━━━━━ Working data

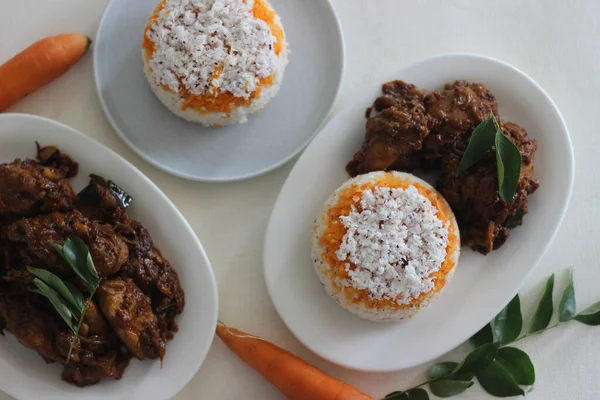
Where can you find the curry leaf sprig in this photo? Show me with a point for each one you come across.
(508, 156)
(66, 299)
(500, 369)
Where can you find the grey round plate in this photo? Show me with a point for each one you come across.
(269, 138)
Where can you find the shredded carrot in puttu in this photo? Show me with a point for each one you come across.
(215, 101)
(334, 232)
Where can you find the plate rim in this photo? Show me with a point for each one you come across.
(214, 310)
(570, 162)
(238, 178)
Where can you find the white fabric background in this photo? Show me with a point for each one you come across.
(555, 42)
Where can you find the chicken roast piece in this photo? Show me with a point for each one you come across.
(129, 312)
(146, 266)
(32, 236)
(133, 311)
(30, 187)
(412, 129)
(33, 327)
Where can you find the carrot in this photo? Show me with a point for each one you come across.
(293, 377)
(38, 65)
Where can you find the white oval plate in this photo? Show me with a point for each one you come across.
(269, 138)
(23, 373)
(482, 286)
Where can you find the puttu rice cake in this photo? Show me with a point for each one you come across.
(214, 62)
(385, 244)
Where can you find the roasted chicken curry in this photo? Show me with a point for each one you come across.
(409, 128)
(133, 311)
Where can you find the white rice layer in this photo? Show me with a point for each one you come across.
(174, 102)
(337, 288)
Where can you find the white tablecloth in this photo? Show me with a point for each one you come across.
(556, 42)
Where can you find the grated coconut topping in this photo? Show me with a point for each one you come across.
(193, 37)
(395, 242)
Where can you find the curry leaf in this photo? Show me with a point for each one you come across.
(449, 387)
(484, 336)
(440, 370)
(508, 160)
(498, 381)
(482, 139)
(509, 322)
(543, 314)
(567, 306)
(61, 289)
(418, 394)
(590, 316)
(56, 301)
(477, 359)
(518, 363)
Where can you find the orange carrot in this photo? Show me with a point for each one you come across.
(293, 377)
(39, 64)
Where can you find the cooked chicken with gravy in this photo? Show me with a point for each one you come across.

━━━━━━━━━━

What this task involves: Copy the rows above word for word, from the line with "Where can you find the white oval" through the final line of the rows, both ends included.

Complete answer:
Where can you find the white oval plate in this photo? Show me with a point for each one you come across.
(269, 138)
(23, 373)
(482, 286)
Where can you find the puttu rice cake in this photo? Show me with a point for each one you come across.
(214, 62)
(385, 244)
Where can you find the roasted chicken curry in this photo? Show me with a point for each one you come across.
(409, 128)
(133, 311)
Where can you find the white rice layer in this photo? Show me with a point for each one you come across.
(174, 102)
(337, 288)
Where can you find the white tablecloth in this photo? Show me with a point for each one you come across.
(556, 42)
Where can you find the grated coconut topping in this photo? Show me with a point for each one you come across.
(193, 37)
(395, 242)
Where can you find the curry leaf in this photo? Show me with a point for each one you come across.
(449, 387)
(484, 336)
(440, 370)
(508, 160)
(498, 381)
(482, 139)
(509, 322)
(543, 314)
(567, 306)
(61, 289)
(418, 394)
(590, 316)
(56, 301)
(477, 359)
(518, 363)
Where can you find the orange carrot in this photo? Show me with a point for each one you come across.
(293, 377)
(39, 64)
Where can you find the cooked chicken with gravy in this photo? Show me with a point for each one you come across.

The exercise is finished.